> **EXTRAIT DU DOCUMENT**:
==========

Le corps fut embaumé et exposé, pendant six semaines, sur un lit de parade, au palais des Tournelles, dans la même salle où devait avoir lieu le festin royal. Les étoffes joyeuses furent remplacées par les draperies de deuil.

Les Guises, qui avaient été les premiers à aller saluer le jeune roi leur neveu, conduisirent aussi le jeune monarque au palais des Tournelles. Malgré leur habileté à dissimuler, ils ne trompèrent aucun des courtisans, qui, en les voyant autour de François II, saluaient déjà en eux les véritables rois de fait.

Aux obsèques, qui eurent lieu le 11 août, à Notre-Dame et le 13 à Saint-Denis, le duc de Guise, François de Lorraine, prit rang avec les princes du sang. L'habillement royal de deuil était de serge violette, le bonnet carré à rabats et la robe violette longue de plus de trente aunes, avec trois pointes à la queue. Le cérémonial de l'époque voulait que seuls les princes du sang devaient tenir ces trois pointes. Le prince de Condé et le duc de Montpensier en tinrent chacun une, et, sur l'ordre du roi, François de Guise tint la troisième, bien qu'il y eût encore, comme devant passer avant lui, trois autres princes du sang royal.

==========

> **CONSIGNE**: Imprimez, sans rien modifier, tout ce qui va de « Le corps fut » jusqu'à « draperies de deuil. » dans l'extrait sur les obsèques royales.

> **DONNÉES SOURCES**:
==========

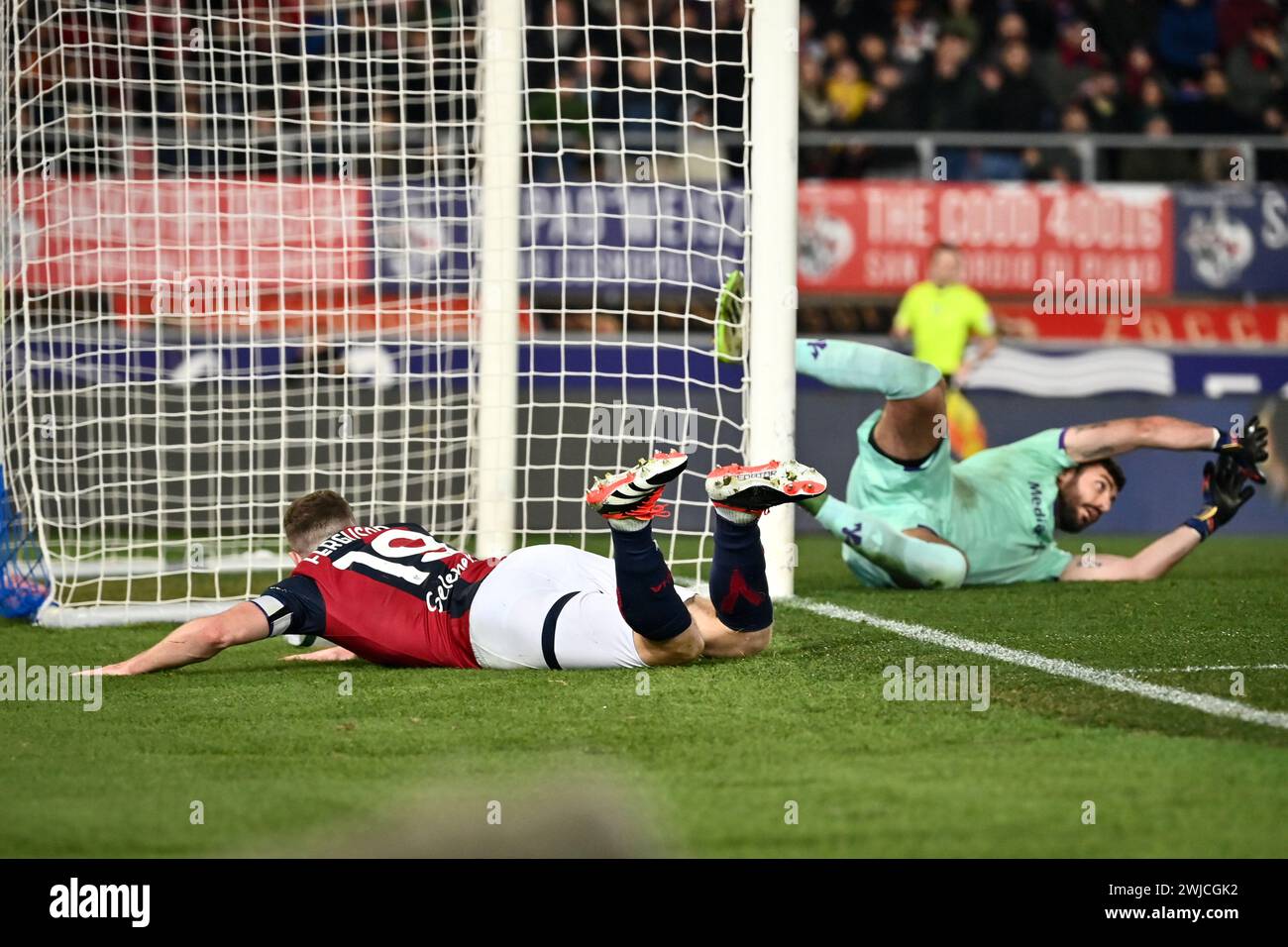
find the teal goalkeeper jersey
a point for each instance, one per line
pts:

==========

> **RÉPONSE ATTENDUE**:
Le corps fut embaumé et exposé, pendant six semaines, sur un lit de parade, au palais des Tournelles, dans la même salle où devait avoir lieu le festin royal. Les étoffes joyeuses furent remplacées par les draperies de deuil.